__EXERCISE DETAILS__
Lines before the one containing "For the benchmark, mark every instance of the lens" are excluded. Repeat that line and every line after it, exactly.

__RECORD SET__
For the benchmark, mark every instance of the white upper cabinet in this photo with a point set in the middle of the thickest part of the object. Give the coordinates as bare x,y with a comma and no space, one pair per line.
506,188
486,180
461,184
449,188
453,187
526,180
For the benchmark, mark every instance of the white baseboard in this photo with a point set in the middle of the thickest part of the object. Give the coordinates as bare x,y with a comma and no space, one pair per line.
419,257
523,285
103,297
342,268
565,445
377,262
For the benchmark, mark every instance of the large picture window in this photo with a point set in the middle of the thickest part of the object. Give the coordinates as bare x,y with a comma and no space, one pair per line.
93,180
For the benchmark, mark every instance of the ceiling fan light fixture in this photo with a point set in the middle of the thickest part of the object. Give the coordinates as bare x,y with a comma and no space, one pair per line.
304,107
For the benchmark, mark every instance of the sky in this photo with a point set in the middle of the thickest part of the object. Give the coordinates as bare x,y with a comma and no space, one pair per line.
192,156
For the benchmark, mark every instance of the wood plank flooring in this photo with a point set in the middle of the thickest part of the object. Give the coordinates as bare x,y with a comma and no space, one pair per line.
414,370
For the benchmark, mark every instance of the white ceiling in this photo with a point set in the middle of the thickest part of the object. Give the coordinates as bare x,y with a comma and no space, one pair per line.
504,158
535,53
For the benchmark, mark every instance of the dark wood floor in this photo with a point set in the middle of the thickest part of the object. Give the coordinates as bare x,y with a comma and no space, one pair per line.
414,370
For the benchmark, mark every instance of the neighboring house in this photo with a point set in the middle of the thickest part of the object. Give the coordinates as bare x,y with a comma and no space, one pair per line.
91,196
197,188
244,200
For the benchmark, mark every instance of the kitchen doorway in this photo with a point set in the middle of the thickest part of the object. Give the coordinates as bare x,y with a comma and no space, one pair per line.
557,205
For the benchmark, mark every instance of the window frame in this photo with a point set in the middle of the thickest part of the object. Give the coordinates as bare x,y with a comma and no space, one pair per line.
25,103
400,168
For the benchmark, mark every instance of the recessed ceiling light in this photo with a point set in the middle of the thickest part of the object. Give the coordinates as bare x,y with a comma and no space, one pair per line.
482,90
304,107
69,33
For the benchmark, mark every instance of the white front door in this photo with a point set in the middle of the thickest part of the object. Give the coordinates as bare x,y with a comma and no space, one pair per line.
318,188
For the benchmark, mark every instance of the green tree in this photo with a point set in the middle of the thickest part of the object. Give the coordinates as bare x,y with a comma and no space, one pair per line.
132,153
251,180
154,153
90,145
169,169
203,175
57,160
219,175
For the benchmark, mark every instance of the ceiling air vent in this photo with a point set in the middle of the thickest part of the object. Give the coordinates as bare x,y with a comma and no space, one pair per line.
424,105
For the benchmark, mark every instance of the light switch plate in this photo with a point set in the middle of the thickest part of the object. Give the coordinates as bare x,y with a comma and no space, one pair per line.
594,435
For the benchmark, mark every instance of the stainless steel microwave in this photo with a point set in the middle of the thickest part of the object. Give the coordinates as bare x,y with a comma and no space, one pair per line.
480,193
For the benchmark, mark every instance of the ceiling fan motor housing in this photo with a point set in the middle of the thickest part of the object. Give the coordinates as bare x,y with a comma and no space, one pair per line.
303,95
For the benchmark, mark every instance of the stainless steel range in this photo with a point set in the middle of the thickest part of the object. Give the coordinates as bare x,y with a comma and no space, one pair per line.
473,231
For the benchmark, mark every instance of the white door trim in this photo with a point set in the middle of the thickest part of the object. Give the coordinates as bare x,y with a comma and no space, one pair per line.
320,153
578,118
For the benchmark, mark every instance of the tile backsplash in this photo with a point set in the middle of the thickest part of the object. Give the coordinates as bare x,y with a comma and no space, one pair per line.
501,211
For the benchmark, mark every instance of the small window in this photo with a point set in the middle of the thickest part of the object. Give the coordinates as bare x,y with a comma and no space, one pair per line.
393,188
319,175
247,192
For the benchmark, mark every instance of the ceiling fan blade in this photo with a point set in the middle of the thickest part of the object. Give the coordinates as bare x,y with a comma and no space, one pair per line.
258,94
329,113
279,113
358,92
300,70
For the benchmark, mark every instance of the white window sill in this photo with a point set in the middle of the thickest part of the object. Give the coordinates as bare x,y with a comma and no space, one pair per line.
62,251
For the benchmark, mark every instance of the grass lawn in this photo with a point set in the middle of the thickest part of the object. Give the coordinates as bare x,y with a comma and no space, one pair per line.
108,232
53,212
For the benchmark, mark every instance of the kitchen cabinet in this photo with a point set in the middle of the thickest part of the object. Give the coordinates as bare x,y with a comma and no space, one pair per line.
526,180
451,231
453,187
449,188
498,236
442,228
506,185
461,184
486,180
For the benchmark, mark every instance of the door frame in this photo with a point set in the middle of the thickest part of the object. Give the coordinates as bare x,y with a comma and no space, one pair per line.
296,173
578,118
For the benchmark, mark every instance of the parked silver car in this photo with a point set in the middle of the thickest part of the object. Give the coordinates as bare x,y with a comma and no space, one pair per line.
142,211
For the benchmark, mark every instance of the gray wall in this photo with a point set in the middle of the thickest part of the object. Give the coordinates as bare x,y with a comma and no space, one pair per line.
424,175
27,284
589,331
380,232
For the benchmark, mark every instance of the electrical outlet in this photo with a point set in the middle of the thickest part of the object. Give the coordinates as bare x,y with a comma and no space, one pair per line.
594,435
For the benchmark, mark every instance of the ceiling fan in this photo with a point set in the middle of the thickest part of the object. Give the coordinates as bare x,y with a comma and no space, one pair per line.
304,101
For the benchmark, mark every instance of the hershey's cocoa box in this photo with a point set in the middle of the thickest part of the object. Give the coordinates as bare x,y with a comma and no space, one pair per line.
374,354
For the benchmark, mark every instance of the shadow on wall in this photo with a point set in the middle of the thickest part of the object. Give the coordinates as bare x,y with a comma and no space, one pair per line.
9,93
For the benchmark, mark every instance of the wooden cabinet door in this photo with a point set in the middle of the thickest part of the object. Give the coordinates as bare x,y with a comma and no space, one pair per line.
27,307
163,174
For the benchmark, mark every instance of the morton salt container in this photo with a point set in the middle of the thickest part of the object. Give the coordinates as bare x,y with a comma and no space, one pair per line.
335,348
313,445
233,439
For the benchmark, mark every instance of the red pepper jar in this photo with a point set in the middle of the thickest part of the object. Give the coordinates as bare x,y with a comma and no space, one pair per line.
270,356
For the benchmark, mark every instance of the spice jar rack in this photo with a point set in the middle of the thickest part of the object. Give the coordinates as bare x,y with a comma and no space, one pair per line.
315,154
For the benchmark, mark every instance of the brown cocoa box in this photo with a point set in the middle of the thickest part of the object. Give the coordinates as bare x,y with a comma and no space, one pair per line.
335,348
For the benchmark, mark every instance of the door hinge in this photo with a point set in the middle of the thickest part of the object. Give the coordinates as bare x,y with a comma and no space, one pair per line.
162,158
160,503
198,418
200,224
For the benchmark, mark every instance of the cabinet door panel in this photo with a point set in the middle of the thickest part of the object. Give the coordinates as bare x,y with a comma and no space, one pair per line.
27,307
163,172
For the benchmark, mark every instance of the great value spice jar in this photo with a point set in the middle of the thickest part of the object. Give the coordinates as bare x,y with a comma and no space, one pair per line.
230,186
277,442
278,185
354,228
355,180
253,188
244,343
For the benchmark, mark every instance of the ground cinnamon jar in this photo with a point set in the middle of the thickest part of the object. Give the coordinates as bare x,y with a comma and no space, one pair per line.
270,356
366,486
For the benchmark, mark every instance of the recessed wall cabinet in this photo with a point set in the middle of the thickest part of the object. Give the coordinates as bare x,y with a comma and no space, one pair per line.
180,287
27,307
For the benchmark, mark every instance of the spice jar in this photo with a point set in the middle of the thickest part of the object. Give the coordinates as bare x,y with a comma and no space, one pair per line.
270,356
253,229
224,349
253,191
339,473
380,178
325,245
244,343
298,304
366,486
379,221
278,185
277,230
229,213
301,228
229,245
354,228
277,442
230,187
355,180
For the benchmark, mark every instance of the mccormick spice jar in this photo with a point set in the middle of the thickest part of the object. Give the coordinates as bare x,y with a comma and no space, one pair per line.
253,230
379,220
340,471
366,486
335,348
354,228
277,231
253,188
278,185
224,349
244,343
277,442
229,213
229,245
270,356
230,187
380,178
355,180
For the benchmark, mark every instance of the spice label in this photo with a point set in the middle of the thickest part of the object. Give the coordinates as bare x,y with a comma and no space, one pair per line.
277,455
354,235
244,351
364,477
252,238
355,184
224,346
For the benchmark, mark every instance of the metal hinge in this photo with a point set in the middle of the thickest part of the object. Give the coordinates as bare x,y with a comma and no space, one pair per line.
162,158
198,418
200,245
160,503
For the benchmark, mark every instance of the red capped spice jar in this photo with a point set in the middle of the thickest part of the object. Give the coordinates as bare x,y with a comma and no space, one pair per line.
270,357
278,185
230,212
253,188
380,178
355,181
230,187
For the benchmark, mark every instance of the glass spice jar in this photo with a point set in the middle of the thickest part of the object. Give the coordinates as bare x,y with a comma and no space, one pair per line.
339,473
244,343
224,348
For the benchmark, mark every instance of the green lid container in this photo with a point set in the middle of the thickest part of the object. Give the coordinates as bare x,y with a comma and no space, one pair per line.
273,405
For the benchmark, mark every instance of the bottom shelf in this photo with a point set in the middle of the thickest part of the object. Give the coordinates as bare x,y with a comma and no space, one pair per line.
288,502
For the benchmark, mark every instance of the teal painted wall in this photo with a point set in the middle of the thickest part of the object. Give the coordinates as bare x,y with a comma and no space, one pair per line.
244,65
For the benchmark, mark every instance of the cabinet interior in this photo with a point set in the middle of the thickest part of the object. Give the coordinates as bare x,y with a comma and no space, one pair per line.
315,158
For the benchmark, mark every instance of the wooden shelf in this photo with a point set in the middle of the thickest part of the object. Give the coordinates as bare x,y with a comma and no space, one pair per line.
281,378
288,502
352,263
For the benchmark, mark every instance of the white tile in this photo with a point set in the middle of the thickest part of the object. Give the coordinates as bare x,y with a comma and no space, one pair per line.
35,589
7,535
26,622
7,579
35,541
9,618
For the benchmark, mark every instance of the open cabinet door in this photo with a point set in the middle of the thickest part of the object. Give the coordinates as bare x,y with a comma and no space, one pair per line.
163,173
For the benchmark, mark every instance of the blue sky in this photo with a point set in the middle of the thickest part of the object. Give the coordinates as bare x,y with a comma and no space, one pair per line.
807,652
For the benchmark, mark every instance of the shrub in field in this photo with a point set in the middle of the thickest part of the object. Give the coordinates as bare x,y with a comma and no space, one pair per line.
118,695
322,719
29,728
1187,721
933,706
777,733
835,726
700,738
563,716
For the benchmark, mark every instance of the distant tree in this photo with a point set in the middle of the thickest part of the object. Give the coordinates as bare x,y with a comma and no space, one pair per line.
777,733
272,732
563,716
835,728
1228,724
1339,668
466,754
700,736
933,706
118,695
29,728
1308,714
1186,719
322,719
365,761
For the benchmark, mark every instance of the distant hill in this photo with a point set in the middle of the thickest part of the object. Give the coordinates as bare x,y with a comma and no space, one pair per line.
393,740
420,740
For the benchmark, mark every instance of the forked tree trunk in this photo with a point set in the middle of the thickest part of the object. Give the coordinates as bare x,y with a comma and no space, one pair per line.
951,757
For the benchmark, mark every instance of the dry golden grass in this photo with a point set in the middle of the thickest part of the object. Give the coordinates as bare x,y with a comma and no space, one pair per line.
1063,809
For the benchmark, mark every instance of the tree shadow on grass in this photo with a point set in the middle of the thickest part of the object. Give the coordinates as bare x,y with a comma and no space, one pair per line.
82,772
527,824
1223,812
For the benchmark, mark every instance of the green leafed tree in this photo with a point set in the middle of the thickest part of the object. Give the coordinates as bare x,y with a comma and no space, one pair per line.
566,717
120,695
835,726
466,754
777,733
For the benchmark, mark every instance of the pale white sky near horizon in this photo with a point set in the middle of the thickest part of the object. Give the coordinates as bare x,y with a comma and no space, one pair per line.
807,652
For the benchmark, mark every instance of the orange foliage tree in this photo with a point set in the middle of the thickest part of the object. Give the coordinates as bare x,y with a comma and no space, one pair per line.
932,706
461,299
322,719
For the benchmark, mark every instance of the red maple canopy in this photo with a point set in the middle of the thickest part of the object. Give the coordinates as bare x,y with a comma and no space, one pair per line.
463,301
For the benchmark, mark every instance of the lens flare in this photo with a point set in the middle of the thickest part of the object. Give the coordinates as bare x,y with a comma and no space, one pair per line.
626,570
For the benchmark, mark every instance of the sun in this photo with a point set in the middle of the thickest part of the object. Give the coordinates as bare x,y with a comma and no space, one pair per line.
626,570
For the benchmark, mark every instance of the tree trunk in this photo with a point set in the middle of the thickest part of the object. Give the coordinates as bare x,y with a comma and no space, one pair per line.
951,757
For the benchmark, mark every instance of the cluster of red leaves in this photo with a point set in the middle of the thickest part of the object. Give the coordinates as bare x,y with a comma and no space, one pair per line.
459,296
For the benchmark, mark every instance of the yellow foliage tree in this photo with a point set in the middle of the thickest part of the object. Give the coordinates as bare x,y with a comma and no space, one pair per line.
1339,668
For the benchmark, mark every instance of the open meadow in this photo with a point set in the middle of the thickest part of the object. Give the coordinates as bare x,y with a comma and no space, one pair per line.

__THE COMPLETED TASK__
For the benchmark, mark every instance of the lens flare in this photo with a point set in the middle of the thickest part of the object. Give the coordinates as bare x,y with a comma and no space, one pair per line.
626,570
For the benchmark, mark every instance of the sun in this photo with a point set in the middle of the thickest part of the object. Give the coordinates as bare x,y with a comma and no space, one pair per line.
626,570
For the benchmark, mark every instance of the tree trunk in this photo with a point set in the middle of the thickest part of the object. Give the coordinates as bare x,y with a comma and no space, one pair per line.
951,757
For the benchmark, mark every instance of the cluster of red leaves in this photo with a point set in the middle of the thickest part of the object. Give the coordinates as bare x,y with a comma and no space, one pair per line.
459,296
For the benchmark, mark every instance of the yellow foliage tree in this photo with a point set in the middle of the thickest part of the object. Give the coordinates as bare x,y with a comma and no space, one pair per line.
1339,668
For the benchmark, mark every instance of the open meadow in this photo with a point set in the middle of the thickest part of the object. Give the coordinates as bare x,y with a comma and no space, one pair per line.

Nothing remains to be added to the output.